>> START

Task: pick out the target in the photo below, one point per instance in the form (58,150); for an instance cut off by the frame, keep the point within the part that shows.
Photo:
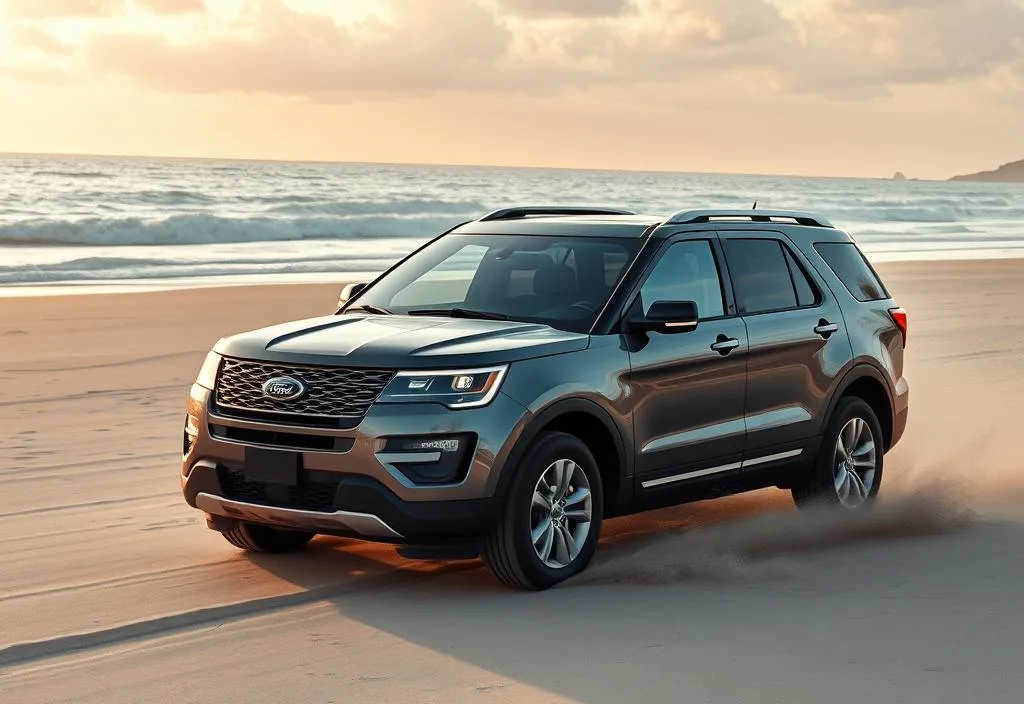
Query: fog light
(446,445)
(437,459)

>> END

Return the data above word for word, omitting any picture.

* **The solution**
Task: pick out the target in the photo below, one point per instance in the form (58,150); for an instance cut off by the frame, keep the point within the part that shows.
Photo:
Query: fog light
(446,445)
(437,459)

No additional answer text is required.